> **Goal a**: List each line of the entries below that contains the word "entrance".

> **Document**:
* * * *
There is no free lunch, especially if air pollution is killing you

This blog was written by John D. Wilson, former Deputy Director for Regulatory Policy at the Southern Alliance for Clean Energy.

Guest Blog | November 18, 2011 | Climate Change

This blog is one of a series of posts about how the “power of free markets” may be able to help solve climate change. You can view the rest of the posts here.

Former Congressman Bob Inglis’ essay calls for conservatives to believe in the “power of free markets” and support a tax swap that creates a carbon tax because operators of power plants should be accountable for their actions. Inglis writes,

Because conservatives know that there’s no such thing as a free lunch, we know that we’re paying for those deaths and illnesses. We pay for them through government programs for the poor and elderly, and when the costs of the uninsured are shifted onto the insured. We pay all right, but just not at the electric meter.

Coincidentally, in the days between the publication of Bob Inglis’ essays in USAToday and then Bloomberg Businessweek, economists Nicholas Z. Muller, Robert Mendelsohn, and William Nordhaus emphasized this point with dramatic findings.

Considering economic impacts from air pollution alone, they found the economic damages associated with the health effects of coal-fired electric generation “range from 0.8 to 5.6 times value added.” As summarized by ThinkProgress’ Brad Johnson, “In other words, instead of being ‘cheap’ and ‘affordable,’ coal is actually the costliest fuel for electricity.”

The barriers to action are broader than economics

Energy policy decisions aren’t just a simple matter of comparing the benefits of burning coal with the costs, even if we account for health impacts and dig deeply into the nuances of “free market climate policies.” The decisions carry a greater weight because today’s investment in polluting technology makes tomorrow’s emissions all but inevitable. As the International Energy Agency put it in describing the implications of “locked-in infrastructure,”

“Delaying action is a false economy: for every $1 of investment in cleaner technology that is avoided in the power sector before 2020, an additional $4.30 would need to be spent after 2020 to compensate for the increased emissions.”
* * * *
> **Given records**:
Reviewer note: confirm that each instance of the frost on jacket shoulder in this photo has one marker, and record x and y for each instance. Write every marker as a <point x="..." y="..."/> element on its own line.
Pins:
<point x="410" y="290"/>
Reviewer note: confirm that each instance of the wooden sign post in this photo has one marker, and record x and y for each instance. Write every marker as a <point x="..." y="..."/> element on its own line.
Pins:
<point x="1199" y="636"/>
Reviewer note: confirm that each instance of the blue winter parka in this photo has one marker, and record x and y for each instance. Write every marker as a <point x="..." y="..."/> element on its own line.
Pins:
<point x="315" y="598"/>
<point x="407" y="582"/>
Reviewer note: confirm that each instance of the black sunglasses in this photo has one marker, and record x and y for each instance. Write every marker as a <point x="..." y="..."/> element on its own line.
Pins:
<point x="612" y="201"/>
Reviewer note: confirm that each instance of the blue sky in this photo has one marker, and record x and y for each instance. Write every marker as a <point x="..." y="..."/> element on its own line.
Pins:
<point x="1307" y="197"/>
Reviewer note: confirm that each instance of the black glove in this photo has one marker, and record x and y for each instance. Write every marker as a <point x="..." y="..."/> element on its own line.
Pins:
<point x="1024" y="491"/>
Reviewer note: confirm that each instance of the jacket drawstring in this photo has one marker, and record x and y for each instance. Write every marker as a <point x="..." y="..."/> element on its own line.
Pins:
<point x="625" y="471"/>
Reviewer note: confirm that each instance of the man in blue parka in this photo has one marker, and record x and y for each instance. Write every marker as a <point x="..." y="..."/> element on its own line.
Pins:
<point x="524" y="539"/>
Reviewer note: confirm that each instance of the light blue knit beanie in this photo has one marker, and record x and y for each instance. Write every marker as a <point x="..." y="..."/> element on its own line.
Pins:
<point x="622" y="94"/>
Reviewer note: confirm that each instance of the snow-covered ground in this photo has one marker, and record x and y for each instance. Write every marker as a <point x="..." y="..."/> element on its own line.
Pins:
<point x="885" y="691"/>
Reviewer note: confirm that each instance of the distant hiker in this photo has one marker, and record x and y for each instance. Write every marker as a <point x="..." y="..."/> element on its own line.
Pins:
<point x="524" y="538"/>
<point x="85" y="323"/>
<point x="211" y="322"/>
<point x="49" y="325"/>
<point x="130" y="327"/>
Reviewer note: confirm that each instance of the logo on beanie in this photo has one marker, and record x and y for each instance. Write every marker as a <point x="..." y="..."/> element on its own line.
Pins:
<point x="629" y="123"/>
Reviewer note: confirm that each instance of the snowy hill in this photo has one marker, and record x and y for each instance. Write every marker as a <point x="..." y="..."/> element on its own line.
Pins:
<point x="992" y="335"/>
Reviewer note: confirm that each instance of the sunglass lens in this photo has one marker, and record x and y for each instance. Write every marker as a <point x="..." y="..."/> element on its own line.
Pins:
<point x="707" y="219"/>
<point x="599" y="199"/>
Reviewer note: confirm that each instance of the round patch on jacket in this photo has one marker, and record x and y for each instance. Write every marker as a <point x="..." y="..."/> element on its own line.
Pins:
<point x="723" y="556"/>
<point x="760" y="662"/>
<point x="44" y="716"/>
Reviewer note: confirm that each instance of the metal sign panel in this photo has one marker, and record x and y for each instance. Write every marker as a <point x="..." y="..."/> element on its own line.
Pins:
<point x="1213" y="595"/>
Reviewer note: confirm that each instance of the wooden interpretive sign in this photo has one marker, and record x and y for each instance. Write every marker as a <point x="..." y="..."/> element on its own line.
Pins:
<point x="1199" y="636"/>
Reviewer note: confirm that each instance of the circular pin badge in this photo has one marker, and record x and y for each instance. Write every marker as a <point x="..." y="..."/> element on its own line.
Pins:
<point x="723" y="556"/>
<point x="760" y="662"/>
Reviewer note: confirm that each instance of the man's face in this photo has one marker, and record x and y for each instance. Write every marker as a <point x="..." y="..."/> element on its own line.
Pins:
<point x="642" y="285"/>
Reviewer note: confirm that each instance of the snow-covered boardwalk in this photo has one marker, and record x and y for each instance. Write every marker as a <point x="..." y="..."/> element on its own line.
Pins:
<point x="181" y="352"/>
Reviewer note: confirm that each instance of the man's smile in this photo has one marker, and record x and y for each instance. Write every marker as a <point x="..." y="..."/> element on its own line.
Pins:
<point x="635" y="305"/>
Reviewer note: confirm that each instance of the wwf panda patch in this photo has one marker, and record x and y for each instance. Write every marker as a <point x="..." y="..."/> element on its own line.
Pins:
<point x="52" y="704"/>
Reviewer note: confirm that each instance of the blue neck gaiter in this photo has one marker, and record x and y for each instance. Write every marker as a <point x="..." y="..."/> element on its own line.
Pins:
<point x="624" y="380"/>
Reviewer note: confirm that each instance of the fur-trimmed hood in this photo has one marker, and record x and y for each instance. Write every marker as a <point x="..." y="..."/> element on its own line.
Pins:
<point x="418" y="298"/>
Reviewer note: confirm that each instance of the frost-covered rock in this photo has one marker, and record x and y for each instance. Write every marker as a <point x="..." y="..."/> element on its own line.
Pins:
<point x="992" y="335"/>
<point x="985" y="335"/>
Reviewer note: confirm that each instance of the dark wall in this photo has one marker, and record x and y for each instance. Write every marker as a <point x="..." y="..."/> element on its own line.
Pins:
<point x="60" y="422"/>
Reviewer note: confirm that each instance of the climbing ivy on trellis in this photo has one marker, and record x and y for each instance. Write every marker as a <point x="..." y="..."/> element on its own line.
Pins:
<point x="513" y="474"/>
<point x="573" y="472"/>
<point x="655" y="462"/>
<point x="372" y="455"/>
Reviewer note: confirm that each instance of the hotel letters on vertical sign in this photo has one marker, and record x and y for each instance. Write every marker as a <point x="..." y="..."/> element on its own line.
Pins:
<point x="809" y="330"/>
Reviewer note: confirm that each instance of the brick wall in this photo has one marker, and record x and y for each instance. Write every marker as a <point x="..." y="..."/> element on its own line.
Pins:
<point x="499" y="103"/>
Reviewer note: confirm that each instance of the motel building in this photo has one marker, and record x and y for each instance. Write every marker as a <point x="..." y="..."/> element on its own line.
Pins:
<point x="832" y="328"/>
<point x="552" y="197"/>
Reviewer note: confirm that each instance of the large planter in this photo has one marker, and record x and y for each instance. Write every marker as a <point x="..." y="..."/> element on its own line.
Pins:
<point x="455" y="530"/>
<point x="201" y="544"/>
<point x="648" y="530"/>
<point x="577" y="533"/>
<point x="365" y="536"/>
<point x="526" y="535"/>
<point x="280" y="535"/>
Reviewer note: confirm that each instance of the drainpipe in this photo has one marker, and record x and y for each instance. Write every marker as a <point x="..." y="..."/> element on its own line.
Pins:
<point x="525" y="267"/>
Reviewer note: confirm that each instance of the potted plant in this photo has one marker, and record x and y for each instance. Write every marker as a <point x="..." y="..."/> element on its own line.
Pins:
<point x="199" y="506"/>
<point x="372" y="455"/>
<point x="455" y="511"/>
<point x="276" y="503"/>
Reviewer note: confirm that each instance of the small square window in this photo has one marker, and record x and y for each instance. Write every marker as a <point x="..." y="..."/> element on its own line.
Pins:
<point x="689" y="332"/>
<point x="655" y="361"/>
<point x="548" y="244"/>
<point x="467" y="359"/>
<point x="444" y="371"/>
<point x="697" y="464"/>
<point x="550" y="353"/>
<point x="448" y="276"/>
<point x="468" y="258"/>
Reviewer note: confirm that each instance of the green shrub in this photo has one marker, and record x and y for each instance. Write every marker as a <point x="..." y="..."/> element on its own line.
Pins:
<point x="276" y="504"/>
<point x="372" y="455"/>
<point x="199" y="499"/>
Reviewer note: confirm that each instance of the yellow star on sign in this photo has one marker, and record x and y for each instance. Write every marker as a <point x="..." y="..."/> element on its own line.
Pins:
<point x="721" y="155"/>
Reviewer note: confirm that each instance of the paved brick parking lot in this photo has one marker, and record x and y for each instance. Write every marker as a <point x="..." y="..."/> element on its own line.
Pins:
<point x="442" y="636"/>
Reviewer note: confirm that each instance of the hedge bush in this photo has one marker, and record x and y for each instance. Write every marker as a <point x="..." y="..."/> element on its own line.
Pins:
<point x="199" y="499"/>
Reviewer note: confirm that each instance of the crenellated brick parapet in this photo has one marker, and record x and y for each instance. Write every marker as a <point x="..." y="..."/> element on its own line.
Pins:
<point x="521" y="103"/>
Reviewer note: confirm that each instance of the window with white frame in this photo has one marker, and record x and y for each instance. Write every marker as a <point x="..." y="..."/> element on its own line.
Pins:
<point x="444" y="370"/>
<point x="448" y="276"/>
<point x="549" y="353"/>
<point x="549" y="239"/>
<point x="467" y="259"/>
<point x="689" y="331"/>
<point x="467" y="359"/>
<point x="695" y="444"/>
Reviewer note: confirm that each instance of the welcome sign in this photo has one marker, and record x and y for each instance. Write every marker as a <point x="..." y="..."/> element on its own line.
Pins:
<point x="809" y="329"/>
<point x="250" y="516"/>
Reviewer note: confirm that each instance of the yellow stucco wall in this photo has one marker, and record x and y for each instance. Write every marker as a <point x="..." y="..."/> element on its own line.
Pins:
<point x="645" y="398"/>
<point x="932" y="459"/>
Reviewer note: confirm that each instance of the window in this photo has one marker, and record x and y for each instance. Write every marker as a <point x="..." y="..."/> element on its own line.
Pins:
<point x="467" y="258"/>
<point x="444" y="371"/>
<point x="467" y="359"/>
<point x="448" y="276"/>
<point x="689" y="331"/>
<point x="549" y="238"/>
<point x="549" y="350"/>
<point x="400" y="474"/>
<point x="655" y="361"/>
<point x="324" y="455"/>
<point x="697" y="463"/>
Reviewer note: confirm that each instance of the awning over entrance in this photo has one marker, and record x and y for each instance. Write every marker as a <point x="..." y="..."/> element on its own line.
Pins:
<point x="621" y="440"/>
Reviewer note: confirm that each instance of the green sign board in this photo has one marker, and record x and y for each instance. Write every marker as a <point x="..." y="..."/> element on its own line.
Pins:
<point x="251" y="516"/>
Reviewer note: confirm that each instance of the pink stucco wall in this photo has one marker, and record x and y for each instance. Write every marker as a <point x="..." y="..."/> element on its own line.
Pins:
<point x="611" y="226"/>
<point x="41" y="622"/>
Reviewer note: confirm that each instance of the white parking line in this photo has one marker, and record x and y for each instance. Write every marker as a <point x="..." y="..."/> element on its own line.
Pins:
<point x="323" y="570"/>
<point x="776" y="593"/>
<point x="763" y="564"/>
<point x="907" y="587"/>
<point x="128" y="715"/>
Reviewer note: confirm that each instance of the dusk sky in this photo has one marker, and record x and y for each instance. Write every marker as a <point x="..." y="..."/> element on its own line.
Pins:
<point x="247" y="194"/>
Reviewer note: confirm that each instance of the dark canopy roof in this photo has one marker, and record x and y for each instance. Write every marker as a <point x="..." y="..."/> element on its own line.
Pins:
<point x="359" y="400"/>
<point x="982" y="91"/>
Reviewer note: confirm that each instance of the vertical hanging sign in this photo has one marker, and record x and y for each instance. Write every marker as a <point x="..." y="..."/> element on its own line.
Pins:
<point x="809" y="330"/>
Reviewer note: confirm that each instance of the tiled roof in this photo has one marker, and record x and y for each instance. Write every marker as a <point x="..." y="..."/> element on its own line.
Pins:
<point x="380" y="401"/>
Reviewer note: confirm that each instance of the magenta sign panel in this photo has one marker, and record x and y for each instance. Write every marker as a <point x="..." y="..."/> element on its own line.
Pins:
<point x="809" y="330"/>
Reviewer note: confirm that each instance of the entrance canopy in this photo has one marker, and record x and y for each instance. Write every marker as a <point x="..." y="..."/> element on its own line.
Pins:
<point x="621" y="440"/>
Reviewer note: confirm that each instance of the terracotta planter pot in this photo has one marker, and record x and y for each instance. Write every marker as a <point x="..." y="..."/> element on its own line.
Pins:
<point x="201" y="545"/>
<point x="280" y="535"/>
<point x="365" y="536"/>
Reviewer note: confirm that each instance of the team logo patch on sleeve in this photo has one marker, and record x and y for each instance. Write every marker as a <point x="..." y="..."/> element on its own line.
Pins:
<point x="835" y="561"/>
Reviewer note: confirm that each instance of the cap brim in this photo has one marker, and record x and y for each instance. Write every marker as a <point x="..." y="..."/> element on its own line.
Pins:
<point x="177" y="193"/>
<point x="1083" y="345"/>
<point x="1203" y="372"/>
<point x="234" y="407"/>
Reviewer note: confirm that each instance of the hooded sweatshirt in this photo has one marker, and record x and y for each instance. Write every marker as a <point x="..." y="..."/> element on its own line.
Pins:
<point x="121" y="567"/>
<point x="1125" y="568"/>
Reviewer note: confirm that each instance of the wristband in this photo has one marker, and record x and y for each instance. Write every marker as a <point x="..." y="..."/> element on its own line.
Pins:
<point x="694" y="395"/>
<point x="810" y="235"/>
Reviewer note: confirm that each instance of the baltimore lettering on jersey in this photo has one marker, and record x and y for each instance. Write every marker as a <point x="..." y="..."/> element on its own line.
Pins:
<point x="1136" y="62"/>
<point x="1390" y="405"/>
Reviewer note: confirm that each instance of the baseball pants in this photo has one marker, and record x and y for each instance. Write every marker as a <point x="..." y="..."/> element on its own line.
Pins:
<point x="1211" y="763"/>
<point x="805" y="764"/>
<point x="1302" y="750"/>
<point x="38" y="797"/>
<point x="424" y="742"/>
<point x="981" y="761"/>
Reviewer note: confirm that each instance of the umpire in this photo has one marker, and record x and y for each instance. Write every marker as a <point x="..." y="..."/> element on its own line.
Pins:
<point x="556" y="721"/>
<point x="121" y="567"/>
* * * *
> **Goal b**: Name every person identified by name in the blog post above about coal and air pollution.

> **Task response a**:
Reviewer note: confirm that each instance of the awning over entrance in this photo has one marker, and record x and y for each instance. Write every marker as a <point x="..." y="..."/> element on its own line.
Reviewer note: confirm that each instance of the entrance canopy in this photo has one marker, and record x and y for each instance. Write every marker as a <point x="..." y="..."/> element on its own line.

> **Task response b**:
John D. Wilson
Bob Inglis
Nicholas Z. Muller
Robert Mendelsohn
William Nordhaus
Brad Johnson